Source passage –
━━━━━━━━

Thursday, June 19, 2008

S again -- since the last post identified its author as Loose Chicken... This is Loose Chicken Stephanie.

Woke up this morning with continuing sense of overwhelm, flailing around thinking about bookcases and file cabinets for my study. But actually I don't think that's the right place to start in that room, and before I could fully organize *that* thought a bunch of others rushed in: what about stripping wallpaper, what about a time for Laurie to come over and Martha to come over and should I take a yoga class today and I need to pay some bills and organize the paper into files that are sitting in boxes on my study floor. Bruce and Sam and Will are coming tomorrow dinner time until Saturday afternoon, tonight we have a Standing Committee potluck and Saturday night a dinner party at Anne and Bennet's. Tomorrow will go to hospital, and we need at some point to go finish up at Princeton Rd and I still forgot to do the mail forwarding with the post office. OK. That's a glimpse into my kinda sick not very yogic mind at the moment. Oh yeah and Catherine's recommendation and answer Beth G's email and change my lunch Sat with Claire Cerrato because I didn't know Bruce was coming when I made the date. Errrr. Not yet the idyllic Walden Year I imagined.

OK. Organize these thoughts into something more manageable. Here is a To Do list, including some pesky little stuff, so I don't forget it and maybe so I get real about how much is enough (an issue for me always). Goal is to do these things between now (Thurs morning 8:45) and Friday evening:

Cancel Claire lunch
Mail forwarding
Pay 2 bills
File business paperwork
Make bed for Bruce
Pick up mail and air mattress at Mom's
Visit Mom
Plan dinner/breakfast/lunch for Bruce, Sam, Will
Shop for those
Call Laurie re: coming over (today?)
Write Beth
Fill out rebate info from computer purchases
Stop by church to see Iana and get expense check
Pick up something for SC potluck
Thank you note to Christine and Bob Allen
Fiddle with study layout (for fun!)

━━━━━━━━

Provided material –
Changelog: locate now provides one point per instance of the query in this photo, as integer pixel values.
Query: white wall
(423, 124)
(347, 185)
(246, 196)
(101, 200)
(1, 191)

━━━━━━━━

What you should do – According to the blog post, who is coming from tomorrow dinner time until Saturday afternoon? The records come from a different source than the blog post.

Solution to the problem – Bruce, Sam, and Will.